**Task goal:**
Rewrite the records with "pool floor" changed to "tiled floor" and nothing else altered. Leave the pictures out.

**Exercise materials:**
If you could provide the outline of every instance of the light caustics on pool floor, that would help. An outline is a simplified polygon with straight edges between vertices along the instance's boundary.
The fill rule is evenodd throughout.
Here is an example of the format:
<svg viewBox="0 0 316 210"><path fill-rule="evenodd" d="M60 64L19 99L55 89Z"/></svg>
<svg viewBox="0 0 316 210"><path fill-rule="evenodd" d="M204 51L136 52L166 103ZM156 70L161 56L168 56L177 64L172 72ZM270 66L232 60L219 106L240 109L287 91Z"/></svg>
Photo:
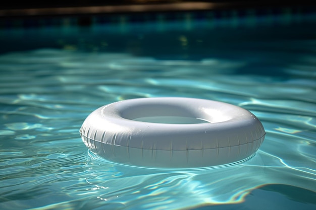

**Solution below:**
If you could provide the outline of every instance of the light caustics on tiled floor, that would help. An outline is a simplified polygon with straight edges between vertices along the instance's boundary.
The fill rule is evenodd throughout.
Here is an example of the format:
<svg viewBox="0 0 316 210"><path fill-rule="evenodd" d="M60 64L19 99L55 89Z"/></svg>
<svg viewBox="0 0 316 210"><path fill-rule="evenodd" d="M204 51L136 52L166 103ZM156 70L161 56L168 56L177 64L172 72ZM270 66L232 60L219 106L240 109L287 91Z"/></svg>
Photo:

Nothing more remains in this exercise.